- Work task -
Please write out each entry below exactly as it appears.

- Dataset entries -
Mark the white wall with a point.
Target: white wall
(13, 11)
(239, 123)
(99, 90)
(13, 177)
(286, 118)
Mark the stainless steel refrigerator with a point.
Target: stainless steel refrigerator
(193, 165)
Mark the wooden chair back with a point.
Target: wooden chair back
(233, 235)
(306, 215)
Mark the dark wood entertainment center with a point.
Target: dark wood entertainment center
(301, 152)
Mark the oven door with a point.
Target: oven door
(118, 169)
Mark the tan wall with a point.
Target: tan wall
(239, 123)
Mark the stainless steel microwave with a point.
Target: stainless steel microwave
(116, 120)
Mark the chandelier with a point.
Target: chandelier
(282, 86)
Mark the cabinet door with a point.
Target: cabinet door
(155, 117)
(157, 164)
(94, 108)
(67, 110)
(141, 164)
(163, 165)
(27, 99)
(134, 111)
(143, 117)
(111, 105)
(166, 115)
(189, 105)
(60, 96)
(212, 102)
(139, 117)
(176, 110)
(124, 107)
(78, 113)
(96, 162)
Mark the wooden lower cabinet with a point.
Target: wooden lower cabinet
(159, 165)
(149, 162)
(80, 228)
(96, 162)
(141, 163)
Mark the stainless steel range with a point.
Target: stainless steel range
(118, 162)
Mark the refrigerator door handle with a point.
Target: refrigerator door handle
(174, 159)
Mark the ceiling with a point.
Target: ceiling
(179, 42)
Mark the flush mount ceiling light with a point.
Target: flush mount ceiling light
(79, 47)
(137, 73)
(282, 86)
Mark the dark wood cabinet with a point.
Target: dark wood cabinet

- Exercise result -
Mark the white wall with a point.
Target: white wall
(13, 11)
(239, 123)
(99, 90)
(13, 177)
(286, 118)
Mark the stainless steel refrigerator with a point.
Target: stainless steel refrigerator
(193, 165)
Mark the wooden chair back with a point.
Target: wooden chair back
(233, 235)
(306, 215)
Mark the dark wood entertainment center with a point.
Target: dark wood entertainment center
(301, 152)
Mark the oven door with a point.
Target: oven door
(118, 169)
Mark the tan wall with a point.
Target: tan wall
(239, 123)
Mark the stainless steel microwave with a point.
Target: stainless steel microwave
(116, 120)
Mark the chandelier with a point.
Target: chandelier
(282, 86)
Mark the cabinet door with a point.
Target: cabinet door
(155, 117)
(157, 164)
(94, 108)
(67, 110)
(141, 164)
(163, 165)
(27, 99)
(134, 111)
(143, 117)
(111, 105)
(166, 115)
(189, 105)
(60, 96)
(212, 102)
(139, 117)
(176, 110)
(124, 107)
(78, 113)
(96, 162)
Mark the wooden lower cabinet with a point.
Target: wooden lower cabinet
(159, 165)
(149, 162)
(80, 228)
(96, 162)
(141, 163)
Mark the stainless steel range with a point.
Target: stainless steel range
(118, 162)
Mark the refrigerator door handle with a point.
Target: refrigerator door handle
(174, 159)
Mark the ceiling with a point.
Target: ceiling
(179, 42)
Mark the flush mount ceiling light with a point.
Target: flush mount ceiling light
(79, 47)
(137, 73)
(282, 86)
Mark the dark wood cabinet with a point.
Target: dark wood cabinet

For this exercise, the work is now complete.